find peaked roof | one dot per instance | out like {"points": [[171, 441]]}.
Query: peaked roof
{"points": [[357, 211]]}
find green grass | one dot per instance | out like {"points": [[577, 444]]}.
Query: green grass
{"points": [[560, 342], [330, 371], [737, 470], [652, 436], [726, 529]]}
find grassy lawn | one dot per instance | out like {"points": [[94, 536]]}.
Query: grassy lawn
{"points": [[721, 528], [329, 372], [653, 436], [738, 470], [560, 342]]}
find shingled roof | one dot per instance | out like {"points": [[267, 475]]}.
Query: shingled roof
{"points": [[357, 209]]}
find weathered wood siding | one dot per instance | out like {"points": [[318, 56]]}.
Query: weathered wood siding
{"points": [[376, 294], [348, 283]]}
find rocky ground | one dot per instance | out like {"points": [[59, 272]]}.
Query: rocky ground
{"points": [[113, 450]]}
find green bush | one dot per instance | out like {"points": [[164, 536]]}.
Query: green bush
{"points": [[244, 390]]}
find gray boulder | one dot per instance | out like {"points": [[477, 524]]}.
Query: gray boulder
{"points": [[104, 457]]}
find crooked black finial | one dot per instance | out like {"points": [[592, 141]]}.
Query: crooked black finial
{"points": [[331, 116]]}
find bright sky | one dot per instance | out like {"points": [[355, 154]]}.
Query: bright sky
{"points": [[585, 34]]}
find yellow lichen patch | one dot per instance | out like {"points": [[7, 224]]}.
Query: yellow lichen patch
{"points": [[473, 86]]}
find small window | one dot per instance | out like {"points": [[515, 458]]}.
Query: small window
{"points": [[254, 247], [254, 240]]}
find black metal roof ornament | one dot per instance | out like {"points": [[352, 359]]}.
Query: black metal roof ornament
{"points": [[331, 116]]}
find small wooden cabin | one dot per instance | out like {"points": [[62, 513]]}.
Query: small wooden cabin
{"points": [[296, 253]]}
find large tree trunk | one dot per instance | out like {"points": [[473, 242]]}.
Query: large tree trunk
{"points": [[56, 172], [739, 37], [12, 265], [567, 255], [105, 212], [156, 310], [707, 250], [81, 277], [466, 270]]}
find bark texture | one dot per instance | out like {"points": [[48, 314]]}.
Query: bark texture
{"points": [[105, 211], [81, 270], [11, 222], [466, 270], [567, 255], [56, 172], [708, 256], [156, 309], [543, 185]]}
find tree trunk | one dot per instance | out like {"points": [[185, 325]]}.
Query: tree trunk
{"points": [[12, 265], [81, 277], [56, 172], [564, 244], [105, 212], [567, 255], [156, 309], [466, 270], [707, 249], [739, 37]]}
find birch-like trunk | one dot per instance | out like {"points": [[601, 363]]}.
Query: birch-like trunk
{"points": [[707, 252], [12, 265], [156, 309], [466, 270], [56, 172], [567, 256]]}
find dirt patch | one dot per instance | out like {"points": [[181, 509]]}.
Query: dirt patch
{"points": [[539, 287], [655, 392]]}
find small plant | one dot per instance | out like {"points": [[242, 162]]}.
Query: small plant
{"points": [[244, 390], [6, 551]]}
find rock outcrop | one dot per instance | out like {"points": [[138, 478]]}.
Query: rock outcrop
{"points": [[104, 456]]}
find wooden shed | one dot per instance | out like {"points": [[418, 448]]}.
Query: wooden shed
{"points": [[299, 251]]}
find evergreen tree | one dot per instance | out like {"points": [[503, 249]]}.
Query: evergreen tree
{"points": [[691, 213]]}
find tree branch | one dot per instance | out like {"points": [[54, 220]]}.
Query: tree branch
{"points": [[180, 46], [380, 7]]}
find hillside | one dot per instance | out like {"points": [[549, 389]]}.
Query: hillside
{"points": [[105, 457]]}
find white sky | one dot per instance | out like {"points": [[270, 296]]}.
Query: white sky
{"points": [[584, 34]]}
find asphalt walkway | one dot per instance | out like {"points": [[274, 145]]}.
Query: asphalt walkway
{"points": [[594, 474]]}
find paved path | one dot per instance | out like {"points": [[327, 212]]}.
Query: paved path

+-------+

• TASK DETAILS
Everything above from the line containing "find shingled roof" through the line containing "find gray boulder" must be copied exactly. Nothing outside that range belongs in the answer.

• RESPONSE AREA
find shingled roof | one dot per instance | out like {"points": [[267, 475]]}.
Query: shingled roof
{"points": [[357, 209]]}
find weathered wood siding | one dot per instance | out like {"points": [[318, 56]]}.
Query: weathered wood siding
{"points": [[376, 294], [348, 283]]}
find rocky ground | one dot per instance | out like {"points": [[59, 272]]}.
Query: rocky ground
{"points": [[113, 450]]}
find green bush | one dot per instance | out like {"points": [[164, 536]]}.
Query: green bush
{"points": [[244, 390]]}
find gray boulder | one dot per instance | out like {"points": [[477, 524]]}.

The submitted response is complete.